Maybe I should try doing that more often. I use the three finger test, but mostly toward the end of the session to check on burr removal rather than earlier on. A burr is stupid easy to feel and verify, though, which makes it attractive...



Luftmensch said:


> If you are doing maintenance sharpening because the edge is "ok but not amazing", you probably don't need to reform a burr.



Mostly agree with this.


----------



## matchplay18 (May 11, 2021)

Great thread I have been sharpening knives over 30yrs. Find the best multiple sources you can to learn the fundamentals. From there you come into your own. For the greenhorn and newcomer this thread is invaluable. The nuances are infinite. For most people the biggest problem is to practice practice practice until it becomes this innate ability setting that blade is a kinetic sense. So far I have reinforced and learned a few new things


----------



## mpier (May 11, 2021)

I would agree with just about everything said here, practice all the techniques you can and add them to your arsenal. There are so many different shapes and sizes of knives and steels used that having all the techniques at your disposal can only help.

On another note you can cut a piece of paper with ease and still not cut a tomato


----------



## stringer (May 11, 2021)

Grayswandir said:


> If the blade is really sharp, the cut will be clean. A duller knife cuts the paper differently, it leaves behind a jagged cut. I've never listened for burr removal, to be honest, didn't even know that was a thing. I did listen to an older Japanese gentleman talk about listening to the stone and how it sounds while you're sharpening, but that was more about being consistent with your technique, you can hear changes with more or less pressure, speed, etc. I'll have to try and listen for burr removal next time I sharpen. Should be interesting.

*SUPPLIED RECORDS*.
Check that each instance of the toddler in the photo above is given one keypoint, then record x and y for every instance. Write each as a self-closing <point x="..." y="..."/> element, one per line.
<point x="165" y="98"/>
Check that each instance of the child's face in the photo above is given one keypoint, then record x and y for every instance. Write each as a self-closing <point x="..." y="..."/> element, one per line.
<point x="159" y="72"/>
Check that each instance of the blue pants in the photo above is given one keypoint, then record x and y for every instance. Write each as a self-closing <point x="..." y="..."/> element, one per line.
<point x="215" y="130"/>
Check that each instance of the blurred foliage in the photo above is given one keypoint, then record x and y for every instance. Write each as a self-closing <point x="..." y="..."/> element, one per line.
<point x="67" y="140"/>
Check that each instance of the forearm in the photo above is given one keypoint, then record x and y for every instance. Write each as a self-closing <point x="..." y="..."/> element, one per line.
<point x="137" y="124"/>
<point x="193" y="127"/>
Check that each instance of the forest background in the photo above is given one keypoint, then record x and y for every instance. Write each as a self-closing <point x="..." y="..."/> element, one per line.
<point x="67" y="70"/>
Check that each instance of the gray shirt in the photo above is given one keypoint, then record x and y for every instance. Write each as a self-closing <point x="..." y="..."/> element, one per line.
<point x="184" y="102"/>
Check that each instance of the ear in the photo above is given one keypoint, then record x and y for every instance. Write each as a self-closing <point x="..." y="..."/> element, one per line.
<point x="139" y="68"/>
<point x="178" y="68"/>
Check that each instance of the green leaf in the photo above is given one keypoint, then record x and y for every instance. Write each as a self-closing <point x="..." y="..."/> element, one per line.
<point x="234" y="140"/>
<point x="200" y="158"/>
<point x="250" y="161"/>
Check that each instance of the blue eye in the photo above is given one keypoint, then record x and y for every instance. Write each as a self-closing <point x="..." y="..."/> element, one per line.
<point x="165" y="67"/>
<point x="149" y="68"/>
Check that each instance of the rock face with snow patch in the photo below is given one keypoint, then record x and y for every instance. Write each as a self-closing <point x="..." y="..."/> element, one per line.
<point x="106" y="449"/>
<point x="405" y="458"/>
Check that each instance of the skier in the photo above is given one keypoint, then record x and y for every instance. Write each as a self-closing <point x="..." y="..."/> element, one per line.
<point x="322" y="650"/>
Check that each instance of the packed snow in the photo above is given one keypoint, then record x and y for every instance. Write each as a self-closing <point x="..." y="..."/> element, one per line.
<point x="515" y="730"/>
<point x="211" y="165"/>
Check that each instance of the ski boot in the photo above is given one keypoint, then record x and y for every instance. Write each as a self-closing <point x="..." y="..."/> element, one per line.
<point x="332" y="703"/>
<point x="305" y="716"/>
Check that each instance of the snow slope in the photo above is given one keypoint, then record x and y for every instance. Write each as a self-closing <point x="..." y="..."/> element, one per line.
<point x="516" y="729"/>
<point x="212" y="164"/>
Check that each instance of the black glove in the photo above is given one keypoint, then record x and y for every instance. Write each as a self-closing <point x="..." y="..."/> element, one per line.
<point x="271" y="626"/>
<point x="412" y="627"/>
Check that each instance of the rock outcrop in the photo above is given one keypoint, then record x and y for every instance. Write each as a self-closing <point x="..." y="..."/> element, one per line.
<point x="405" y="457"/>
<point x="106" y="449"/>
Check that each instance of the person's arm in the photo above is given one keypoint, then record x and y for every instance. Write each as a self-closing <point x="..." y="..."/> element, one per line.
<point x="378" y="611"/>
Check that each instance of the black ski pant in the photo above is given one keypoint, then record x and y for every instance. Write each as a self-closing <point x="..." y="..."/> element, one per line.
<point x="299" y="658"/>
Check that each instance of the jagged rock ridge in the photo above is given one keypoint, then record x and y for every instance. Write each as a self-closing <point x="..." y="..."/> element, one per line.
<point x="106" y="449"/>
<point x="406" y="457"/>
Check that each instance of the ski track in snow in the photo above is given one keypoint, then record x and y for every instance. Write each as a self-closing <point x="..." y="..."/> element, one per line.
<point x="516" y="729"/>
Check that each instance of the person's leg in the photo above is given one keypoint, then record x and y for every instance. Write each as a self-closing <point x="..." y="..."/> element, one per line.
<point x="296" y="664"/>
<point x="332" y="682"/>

*TASKS TO PERFORM*.
**a.** How would you render this sentence from the knife-sharpening thread in Spanish: "There are so many different shapes and sizes of knives and steels used that having all the techniques at your disposal can only help."
**b.** Duplicate the part of the knife-sharpening thread that opens with the words containing "Great thread I" and closes with "mpier (May 11, 2021)".
**c.** Do these statements agree with the knife-sharpening thread? Answer yes or no for each, quoting the deciding words. (i) matchplay18 has been sharpening knives for more than 30 years. (ii) Grayswandir has regularly listened for burr removal. (iii) mpier says a knife that cuts paper easily will also cut a tomato.
The data here was drawn from a separate source.

*SOLUTIONS TO THE PROBLEMS*.
**a.** Hay tantas formas y tamaños diferentes de cuchillos y de aceros utilizados que tener todas las técnicas a tu disposición solo puede ayudar.

**b.**
Great thread I have been sharpening knives over 30yrs. Find the best multiple sources you can to learn the fundamentals. From there you come into your own. For the greenhorn and newcomer this thread is invaluable. The nuances are infinite. For most people the biggest problem is to practice practice practice until it becomes this innate ability setting that blade is a kinetic sense. So far I have reinforced and learned a few new things


----------



## mpier (May 11, 2021)

**c.**
(i) Yes: "I have been sharpening knives over 30yrs"
(ii) No: "I've never listened for burr removal, to be honest, didn't even know that was a thing."
(iii) No: "you can cut a piece of paper with ease and still not cut a tomato"